[AVAILABLE DATA]

■ ■ ■

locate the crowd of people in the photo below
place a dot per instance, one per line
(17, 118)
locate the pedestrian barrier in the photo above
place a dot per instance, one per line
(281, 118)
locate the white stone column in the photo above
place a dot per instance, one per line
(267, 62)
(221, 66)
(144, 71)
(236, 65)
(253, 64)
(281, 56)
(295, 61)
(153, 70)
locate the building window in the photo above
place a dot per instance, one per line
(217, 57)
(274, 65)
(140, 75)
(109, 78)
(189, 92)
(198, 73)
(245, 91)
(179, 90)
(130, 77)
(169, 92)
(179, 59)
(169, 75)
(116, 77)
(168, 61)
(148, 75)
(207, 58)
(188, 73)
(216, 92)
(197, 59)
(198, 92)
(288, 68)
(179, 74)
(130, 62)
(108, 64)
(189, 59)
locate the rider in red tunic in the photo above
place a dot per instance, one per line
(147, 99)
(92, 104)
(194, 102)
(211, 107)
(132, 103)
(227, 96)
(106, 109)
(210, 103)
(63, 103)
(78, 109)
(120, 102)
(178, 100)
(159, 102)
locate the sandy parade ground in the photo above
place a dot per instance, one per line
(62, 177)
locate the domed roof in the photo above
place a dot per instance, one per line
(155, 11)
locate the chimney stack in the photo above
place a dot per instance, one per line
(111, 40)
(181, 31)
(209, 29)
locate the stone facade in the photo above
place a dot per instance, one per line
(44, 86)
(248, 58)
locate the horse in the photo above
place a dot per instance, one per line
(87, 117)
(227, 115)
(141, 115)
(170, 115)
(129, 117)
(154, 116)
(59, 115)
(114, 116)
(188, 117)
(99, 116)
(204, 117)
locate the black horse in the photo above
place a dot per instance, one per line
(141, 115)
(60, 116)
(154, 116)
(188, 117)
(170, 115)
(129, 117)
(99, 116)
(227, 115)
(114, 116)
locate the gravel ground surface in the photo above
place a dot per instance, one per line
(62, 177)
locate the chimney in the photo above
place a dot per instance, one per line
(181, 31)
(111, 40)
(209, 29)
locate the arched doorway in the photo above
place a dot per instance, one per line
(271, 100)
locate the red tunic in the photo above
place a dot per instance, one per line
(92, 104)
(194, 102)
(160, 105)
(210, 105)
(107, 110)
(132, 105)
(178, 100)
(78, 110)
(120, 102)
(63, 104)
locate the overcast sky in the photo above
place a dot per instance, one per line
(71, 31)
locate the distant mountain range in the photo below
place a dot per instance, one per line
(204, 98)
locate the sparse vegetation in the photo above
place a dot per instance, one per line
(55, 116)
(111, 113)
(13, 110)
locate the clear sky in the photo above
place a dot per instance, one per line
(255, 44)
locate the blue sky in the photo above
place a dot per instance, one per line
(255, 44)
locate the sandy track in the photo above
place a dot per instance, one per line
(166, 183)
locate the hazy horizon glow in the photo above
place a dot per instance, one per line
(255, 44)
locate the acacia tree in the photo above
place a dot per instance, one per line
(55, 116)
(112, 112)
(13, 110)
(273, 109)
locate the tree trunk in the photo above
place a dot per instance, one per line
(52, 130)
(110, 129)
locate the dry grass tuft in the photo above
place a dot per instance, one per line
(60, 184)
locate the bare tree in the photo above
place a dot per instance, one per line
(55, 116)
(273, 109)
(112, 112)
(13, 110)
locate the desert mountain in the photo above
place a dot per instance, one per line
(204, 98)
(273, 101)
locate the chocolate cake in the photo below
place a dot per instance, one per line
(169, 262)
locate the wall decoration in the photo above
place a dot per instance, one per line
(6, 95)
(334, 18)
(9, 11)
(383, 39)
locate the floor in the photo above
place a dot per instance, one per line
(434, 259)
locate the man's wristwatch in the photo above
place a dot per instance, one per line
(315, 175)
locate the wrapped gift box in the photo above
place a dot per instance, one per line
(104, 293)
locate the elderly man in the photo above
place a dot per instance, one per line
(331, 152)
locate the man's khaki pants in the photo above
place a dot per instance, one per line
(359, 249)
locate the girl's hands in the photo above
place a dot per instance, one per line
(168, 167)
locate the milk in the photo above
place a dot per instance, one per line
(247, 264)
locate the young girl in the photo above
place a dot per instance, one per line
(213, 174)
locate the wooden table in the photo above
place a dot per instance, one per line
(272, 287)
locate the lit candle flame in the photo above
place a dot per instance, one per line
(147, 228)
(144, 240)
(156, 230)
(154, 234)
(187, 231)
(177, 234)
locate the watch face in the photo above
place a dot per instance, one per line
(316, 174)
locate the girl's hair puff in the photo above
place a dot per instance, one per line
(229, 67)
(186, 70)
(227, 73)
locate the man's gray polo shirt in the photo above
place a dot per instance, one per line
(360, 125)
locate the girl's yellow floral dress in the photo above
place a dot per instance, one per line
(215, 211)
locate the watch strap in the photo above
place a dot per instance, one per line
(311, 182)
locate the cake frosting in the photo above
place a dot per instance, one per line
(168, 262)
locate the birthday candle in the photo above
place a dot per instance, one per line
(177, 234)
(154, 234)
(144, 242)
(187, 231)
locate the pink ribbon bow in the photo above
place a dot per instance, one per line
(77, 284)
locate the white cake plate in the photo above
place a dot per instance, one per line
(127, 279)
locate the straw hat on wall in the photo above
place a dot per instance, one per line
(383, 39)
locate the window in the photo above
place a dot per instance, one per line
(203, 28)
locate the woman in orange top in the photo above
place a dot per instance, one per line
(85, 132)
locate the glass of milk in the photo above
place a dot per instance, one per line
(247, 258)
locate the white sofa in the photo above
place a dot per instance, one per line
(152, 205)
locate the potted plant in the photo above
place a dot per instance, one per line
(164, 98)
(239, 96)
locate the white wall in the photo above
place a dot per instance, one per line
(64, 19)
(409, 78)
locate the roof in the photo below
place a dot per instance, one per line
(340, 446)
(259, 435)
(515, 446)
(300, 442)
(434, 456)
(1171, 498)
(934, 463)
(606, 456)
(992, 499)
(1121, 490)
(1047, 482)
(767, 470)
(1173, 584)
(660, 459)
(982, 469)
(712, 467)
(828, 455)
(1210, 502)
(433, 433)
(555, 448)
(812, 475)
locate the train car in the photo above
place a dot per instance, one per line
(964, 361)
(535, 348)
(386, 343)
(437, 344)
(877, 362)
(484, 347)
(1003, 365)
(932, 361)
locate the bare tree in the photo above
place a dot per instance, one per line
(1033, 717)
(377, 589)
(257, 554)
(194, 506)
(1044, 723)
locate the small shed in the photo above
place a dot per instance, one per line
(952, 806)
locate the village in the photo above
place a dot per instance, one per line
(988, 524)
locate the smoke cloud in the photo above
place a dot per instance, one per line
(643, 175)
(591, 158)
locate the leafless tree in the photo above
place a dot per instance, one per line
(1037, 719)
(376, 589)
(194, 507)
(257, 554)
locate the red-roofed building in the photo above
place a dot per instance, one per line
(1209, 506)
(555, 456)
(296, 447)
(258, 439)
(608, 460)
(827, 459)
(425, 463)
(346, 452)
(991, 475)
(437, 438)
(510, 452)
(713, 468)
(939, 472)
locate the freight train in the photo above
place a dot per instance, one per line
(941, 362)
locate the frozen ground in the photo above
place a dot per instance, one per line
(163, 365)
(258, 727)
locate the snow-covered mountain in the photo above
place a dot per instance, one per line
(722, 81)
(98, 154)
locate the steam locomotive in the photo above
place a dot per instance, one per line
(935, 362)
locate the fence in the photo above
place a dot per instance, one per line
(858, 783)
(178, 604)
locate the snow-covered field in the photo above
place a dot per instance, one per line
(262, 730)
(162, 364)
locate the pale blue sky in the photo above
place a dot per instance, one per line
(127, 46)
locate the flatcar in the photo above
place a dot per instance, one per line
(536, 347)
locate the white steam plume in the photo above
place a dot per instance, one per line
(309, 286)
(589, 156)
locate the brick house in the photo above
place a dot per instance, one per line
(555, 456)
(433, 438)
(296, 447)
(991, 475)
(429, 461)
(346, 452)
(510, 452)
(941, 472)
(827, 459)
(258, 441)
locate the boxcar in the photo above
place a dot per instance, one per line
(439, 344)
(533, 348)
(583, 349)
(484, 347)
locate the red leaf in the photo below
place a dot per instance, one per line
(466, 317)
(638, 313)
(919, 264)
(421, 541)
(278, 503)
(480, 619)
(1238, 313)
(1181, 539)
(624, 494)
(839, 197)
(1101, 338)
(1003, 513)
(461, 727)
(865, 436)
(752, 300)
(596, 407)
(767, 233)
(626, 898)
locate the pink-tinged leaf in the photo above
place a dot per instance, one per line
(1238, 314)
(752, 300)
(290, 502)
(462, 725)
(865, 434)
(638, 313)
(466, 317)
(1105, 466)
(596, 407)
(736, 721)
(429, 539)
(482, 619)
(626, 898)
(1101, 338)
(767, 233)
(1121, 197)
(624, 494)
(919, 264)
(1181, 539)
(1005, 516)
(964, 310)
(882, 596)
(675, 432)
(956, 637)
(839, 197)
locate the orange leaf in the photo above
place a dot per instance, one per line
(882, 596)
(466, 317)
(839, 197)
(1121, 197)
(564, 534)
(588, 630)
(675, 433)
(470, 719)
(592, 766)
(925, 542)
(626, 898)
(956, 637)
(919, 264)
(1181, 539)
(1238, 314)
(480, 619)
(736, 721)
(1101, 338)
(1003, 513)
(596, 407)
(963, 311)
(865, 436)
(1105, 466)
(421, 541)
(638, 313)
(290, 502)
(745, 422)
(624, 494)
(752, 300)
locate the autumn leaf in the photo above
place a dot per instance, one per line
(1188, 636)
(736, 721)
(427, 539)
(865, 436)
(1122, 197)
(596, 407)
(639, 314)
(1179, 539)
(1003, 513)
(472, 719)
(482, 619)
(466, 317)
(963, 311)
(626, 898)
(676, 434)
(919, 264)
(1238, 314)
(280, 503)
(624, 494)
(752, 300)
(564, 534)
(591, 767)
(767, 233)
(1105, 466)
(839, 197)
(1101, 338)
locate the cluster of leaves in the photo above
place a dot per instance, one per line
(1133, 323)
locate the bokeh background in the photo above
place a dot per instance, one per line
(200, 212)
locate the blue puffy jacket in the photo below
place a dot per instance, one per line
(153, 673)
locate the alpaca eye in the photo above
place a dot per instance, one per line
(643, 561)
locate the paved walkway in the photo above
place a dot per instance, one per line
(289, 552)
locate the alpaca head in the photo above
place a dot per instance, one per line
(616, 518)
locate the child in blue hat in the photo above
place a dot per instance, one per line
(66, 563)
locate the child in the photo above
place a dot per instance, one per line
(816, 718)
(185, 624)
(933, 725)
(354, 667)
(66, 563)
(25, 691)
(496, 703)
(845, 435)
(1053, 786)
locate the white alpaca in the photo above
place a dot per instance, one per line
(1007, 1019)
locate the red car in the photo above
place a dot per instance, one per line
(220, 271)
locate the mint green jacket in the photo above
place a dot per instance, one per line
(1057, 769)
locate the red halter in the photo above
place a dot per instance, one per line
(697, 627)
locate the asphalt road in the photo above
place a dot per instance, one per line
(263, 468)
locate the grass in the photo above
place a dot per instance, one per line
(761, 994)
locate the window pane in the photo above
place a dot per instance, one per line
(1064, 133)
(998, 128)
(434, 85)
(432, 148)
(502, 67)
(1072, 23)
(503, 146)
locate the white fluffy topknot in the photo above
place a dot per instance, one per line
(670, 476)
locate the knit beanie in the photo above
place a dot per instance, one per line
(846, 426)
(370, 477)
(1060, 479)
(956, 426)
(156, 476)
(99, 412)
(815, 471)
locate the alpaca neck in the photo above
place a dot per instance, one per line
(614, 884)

■ ■ ■

[WHAT YOU ARE ASKED TO DO] Extract, unchanged, the data from the line containing "locate the white fluffy" through the end of the data, with both ends included.

[RESULT OF THIS EXERCISE]
locate the white fluffy topknot in the photo above
place a dot per instance, one per line
(670, 476)
locate the knit beanie in the photo above
place a dot per instance, one per line
(846, 426)
(370, 477)
(1060, 479)
(956, 426)
(156, 476)
(99, 412)
(815, 471)
locate the alpaca neck in the photo above
place a dot per instance, one per line
(614, 884)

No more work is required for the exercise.